··· Exercise materials ···

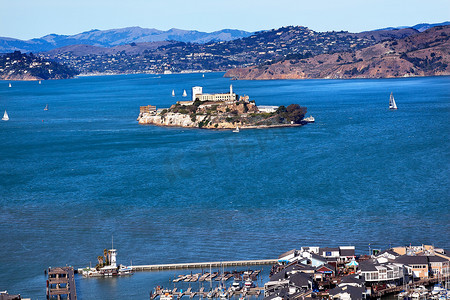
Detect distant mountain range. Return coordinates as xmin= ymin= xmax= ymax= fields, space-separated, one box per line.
xmin=0 ymin=22 xmax=448 ymax=54
xmin=0 ymin=27 xmax=252 ymax=53
xmin=373 ymin=21 xmax=450 ymax=32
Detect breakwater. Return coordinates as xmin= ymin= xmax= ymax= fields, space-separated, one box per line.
xmin=131 ymin=259 xmax=277 ymax=271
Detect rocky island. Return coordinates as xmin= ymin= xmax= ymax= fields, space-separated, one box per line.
xmin=138 ymin=85 xmax=312 ymax=129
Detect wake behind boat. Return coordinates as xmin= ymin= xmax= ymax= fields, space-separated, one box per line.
xmin=389 ymin=92 xmax=398 ymax=110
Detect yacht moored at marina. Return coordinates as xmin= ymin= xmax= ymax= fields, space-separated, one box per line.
xmin=160 ymin=289 xmax=173 ymax=300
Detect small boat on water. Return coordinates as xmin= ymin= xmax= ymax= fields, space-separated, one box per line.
xmin=202 ymin=74 xmax=205 ymax=78
xmin=44 ymin=104 xmax=48 ymax=111
xmin=233 ymin=126 xmax=240 ymax=133
xmin=302 ymin=116 xmax=315 ymax=123
xmin=182 ymin=90 xmax=187 ymax=97
xmin=2 ymin=110 xmax=9 ymax=121
xmin=389 ymin=92 xmax=398 ymax=110
xmin=172 ymin=90 xmax=175 ymax=97
xmin=39 ymin=80 xmax=42 ymax=84
xmin=8 ymin=83 xmax=11 ymax=88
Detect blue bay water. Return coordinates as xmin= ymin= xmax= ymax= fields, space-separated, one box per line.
xmin=0 ymin=73 xmax=449 ymax=299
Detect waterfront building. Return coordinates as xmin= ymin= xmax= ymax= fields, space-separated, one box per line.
xmin=298 ymin=252 xmax=328 ymax=267
xmin=358 ymin=259 xmax=404 ymax=283
xmin=257 ymin=106 xmax=279 ymax=113
xmin=140 ymin=105 xmax=157 ymax=114
xmin=192 ymin=85 xmax=237 ymax=102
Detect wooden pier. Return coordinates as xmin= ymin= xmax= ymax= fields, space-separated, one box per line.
xmin=46 ymin=266 xmax=77 ymax=300
xmin=132 ymin=259 xmax=277 ymax=271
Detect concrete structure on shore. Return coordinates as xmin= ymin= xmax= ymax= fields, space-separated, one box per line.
xmin=192 ymin=85 xmax=237 ymax=102
xmin=131 ymin=259 xmax=277 ymax=271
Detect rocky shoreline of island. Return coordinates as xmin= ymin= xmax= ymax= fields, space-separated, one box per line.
xmin=137 ymin=85 xmax=313 ymax=130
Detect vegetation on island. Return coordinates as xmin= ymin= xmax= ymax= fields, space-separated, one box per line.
xmin=0 ymin=51 xmax=79 ymax=80
xmin=142 ymin=99 xmax=308 ymax=129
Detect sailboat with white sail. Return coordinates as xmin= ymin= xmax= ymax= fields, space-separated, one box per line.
xmin=172 ymin=90 xmax=175 ymax=97
xmin=389 ymin=92 xmax=397 ymax=110
xmin=2 ymin=110 xmax=9 ymax=121
xmin=44 ymin=104 xmax=49 ymax=111
xmin=8 ymin=83 xmax=11 ymax=88
xmin=182 ymin=90 xmax=187 ymax=97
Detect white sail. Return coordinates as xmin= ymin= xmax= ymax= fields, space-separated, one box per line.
xmin=2 ymin=110 xmax=9 ymax=121
xmin=389 ymin=92 xmax=397 ymax=110
xmin=39 ymin=80 xmax=42 ymax=84
xmin=182 ymin=90 xmax=187 ymax=97
xmin=44 ymin=104 xmax=48 ymax=111
xmin=9 ymin=83 xmax=11 ymax=88
xmin=172 ymin=89 xmax=175 ymax=97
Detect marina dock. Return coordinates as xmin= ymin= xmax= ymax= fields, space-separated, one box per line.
xmin=131 ymin=259 xmax=277 ymax=271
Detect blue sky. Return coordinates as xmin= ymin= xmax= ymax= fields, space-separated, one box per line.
xmin=1 ymin=0 xmax=449 ymax=39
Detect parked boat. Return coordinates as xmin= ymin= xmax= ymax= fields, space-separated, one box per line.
xmin=244 ymin=278 xmax=254 ymax=290
xmin=160 ymin=290 xmax=173 ymax=300
xmin=389 ymin=92 xmax=398 ymax=110
xmin=118 ymin=265 xmax=133 ymax=275
xmin=432 ymin=284 xmax=446 ymax=295
xmin=182 ymin=90 xmax=187 ymax=97
xmin=2 ymin=110 xmax=9 ymax=121
xmin=231 ymin=280 xmax=242 ymax=291
xmin=232 ymin=126 xmax=239 ymax=133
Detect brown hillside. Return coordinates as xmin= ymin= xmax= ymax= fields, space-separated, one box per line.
xmin=224 ymin=26 xmax=450 ymax=80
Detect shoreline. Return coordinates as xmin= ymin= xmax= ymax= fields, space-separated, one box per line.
xmin=140 ymin=122 xmax=304 ymax=130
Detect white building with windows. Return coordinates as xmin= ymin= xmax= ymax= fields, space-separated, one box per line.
xmin=192 ymin=85 xmax=237 ymax=102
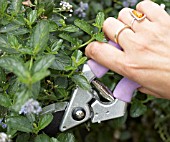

···

### Directions
I'd like every record above written out again exactly, without the pictures.

### Result below
Detect distant mountain range. Return coordinates as xmin= ymin= xmax= ymax= fields, space-separated, one box per line.
xmin=0 ymin=22 xmax=448 ymax=54
xmin=0 ymin=27 xmax=252 ymax=53
xmin=373 ymin=21 xmax=450 ymax=32
Detect breakwater. Return coordinates as xmin= ymin= xmax= ymax= fields, space-separated, one box per line.
xmin=131 ymin=259 xmax=277 ymax=271
Detect rocky island. Return coordinates as xmin= ymin= xmax= ymax= fields, space-separated, one box per line.
xmin=138 ymin=85 xmax=312 ymax=129
Detect wake behind boat. Return coordinates as xmin= ymin= xmax= ymax= fields, space-separated, one box per line.
xmin=389 ymin=92 xmax=398 ymax=110
Detect yacht moored at marina. Return coordinates as xmin= ymin= xmax= ymax= fields, space-separated, one box per line.
xmin=160 ymin=289 xmax=173 ymax=300
Detect small boat on water. Return coordinates as xmin= ymin= xmax= ymax= fields, space-separated, one box per line.
xmin=202 ymin=74 xmax=205 ymax=78
xmin=44 ymin=104 xmax=48 ymax=111
xmin=233 ymin=126 xmax=240 ymax=133
xmin=302 ymin=116 xmax=315 ymax=123
xmin=182 ymin=90 xmax=187 ymax=97
xmin=2 ymin=110 xmax=9 ymax=121
xmin=389 ymin=92 xmax=398 ymax=110
xmin=172 ymin=90 xmax=175 ymax=97
xmin=39 ymin=80 xmax=42 ymax=84
xmin=8 ymin=83 xmax=11 ymax=88
Detect blue bay water. Return coordinates as xmin= ymin= xmax= ymax= fields, space-separated, one box per line.
xmin=0 ymin=73 xmax=449 ymax=299
Detect waterfront building. Return coordinates as xmin= ymin= xmax= ymax= fields, space-separated, one box per line.
xmin=298 ymin=252 xmax=328 ymax=267
xmin=358 ymin=259 xmax=404 ymax=283
xmin=257 ymin=106 xmax=279 ymax=113
xmin=140 ymin=105 xmax=157 ymax=114
xmin=192 ymin=85 xmax=237 ymax=102
Detect wooden pier. Return coordinates as xmin= ymin= xmax= ymax= fields, space-separated, one box per line.
xmin=46 ymin=266 xmax=77 ymax=300
xmin=132 ymin=259 xmax=277 ymax=271
Detect concrete structure on shore. Return coordinates as xmin= ymin= xmax= ymax= fields, space-separated, one box per line.
xmin=192 ymin=85 xmax=237 ymax=102
xmin=131 ymin=259 xmax=277 ymax=271
Detect rocky shoreline of island. Return coordinates as xmin= ymin= xmax= ymax= fields, space-separated, one box per line.
xmin=137 ymin=85 xmax=313 ymax=130
Detect vegetation on island. Return coordinates as xmin= ymin= xmax= ymax= fields, space-separated, one box per line.
xmin=0 ymin=51 xmax=79 ymax=80
xmin=142 ymin=99 xmax=308 ymax=129
Detect sailboat with white sail. Return coordinates as xmin= ymin= xmax= ymax= fields, space-separated, one box per line.
xmin=172 ymin=90 xmax=175 ymax=97
xmin=389 ymin=92 xmax=397 ymax=110
xmin=2 ymin=110 xmax=9 ymax=121
xmin=44 ymin=104 xmax=49 ymax=111
xmin=8 ymin=83 xmax=11 ymax=88
xmin=182 ymin=90 xmax=187 ymax=97
Detect white sail. Return coordinates as xmin= ymin= xmax= ymax= fields, space-separated, one box per line.
xmin=2 ymin=110 xmax=9 ymax=121
xmin=389 ymin=92 xmax=397 ymax=110
xmin=39 ymin=80 xmax=42 ymax=84
xmin=182 ymin=90 xmax=187 ymax=97
xmin=44 ymin=104 xmax=48 ymax=111
xmin=9 ymin=83 xmax=11 ymax=88
xmin=172 ymin=89 xmax=175 ymax=97
Detect marina dock. Return coordinates as xmin= ymin= xmax= ymax= fields, space-separated, one box per line.
xmin=131 ymin=259 xmax=277 ymax=271
Detect blue sky. Return coordinates as xmin= ymin= xmax= ymax= fields, space-separated, one box per line.
xmin=1 ymin=0 xmax=449 ymax=39
Detect parked boat. Return coordinates as xmin= ymin= xmax= ymax= fields, space-separated, one box per line.
xmin=244 ymin=278 xmax=254 ymax=290
xmin=160 ymin=290 xmax=173 ymax=300
xmin=389 ymin=92 xmax=398 ymax=110
xmin=118 ymin=265 xmax=133 ymax=275
xmin=432 ymin=284 xmax=446 ymax=295
xmin=182 ymin=90 xmax=187 ymax=97
xmin=2 ymin=110 xmax=9 ymax=121
xmin=231 ymin=280 xmax=242 ymax=291
xmin=232 ymin=126 xmax=239 ymax=133
Detect brown hillside. Return coordinates as xmin= ymin= xmax= ymax= fields, space-separated, one box per line.
xmin=224 ymin=26 xmax=450 ymax=80
Detect shoreline. Return coordinates as xmin= ymin= xmax= ymax= fields, space-separated, one box per line.
xmin=140 ymin=122 xmax=304 ymax=130
Detect white building with windows. Return coordinates as xmin= ymin= xmax= ymax= fields, space-separated, one box per line.
xmin=192 ymin=85 xmax=237 ymax=102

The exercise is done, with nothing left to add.